### Problem details
Rewrite all the data below with "sorting board" in place of "lineup board", keeping every other word and line unchanged.

[start Record extracts]

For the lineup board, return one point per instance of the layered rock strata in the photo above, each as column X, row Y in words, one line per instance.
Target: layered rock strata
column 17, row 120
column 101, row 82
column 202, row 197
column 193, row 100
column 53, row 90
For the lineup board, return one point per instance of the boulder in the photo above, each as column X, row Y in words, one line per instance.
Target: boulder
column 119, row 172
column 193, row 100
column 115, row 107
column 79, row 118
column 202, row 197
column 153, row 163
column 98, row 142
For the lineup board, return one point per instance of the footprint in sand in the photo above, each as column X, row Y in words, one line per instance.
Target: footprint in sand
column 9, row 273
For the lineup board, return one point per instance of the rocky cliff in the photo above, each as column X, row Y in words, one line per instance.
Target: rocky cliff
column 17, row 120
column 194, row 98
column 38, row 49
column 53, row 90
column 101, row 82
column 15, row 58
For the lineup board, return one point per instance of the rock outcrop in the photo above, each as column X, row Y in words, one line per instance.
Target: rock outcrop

[end Record extracts]

### Written reply
For the sorting board, return one point per instance of the layered rock strata in the photo above, each as column X, row Y in words, one line per instance.
Target: layered rock strata
column 17, row 120
column 101, row 82
column 202, row 197
column 193, row 100
column 53, row 90
For the sorting board, return one point per instance of the boulder in the photo above, each as column X, row Y in words, one line per instance.
Target: boulder
column 119, row 172
column 193, row 100
column 115, row 107
column 79, row 118
column 202, row 197
column 153, row 163
column 98, row 142
For the sorting board, return one point per instance of the footprint in sand in the photo above, each as column X, row Y in words, one line per instance.
Target: footprint in sand
column 9, row 273
For the sorting board, return one point per instance of the rocky cliff in the photo above, each as column X, row Y in words, one line per instance.
Target: rocky cliff
column 17, row 120
column 194, row 98
column 38, row 49
column 53, row 90
column 101, row 82
column 15, row 58
For the sorting board, return one point per instance of the rock outcrop in the photo above, each as column X, row Y in words, one line per instance.
Target: rock outcrop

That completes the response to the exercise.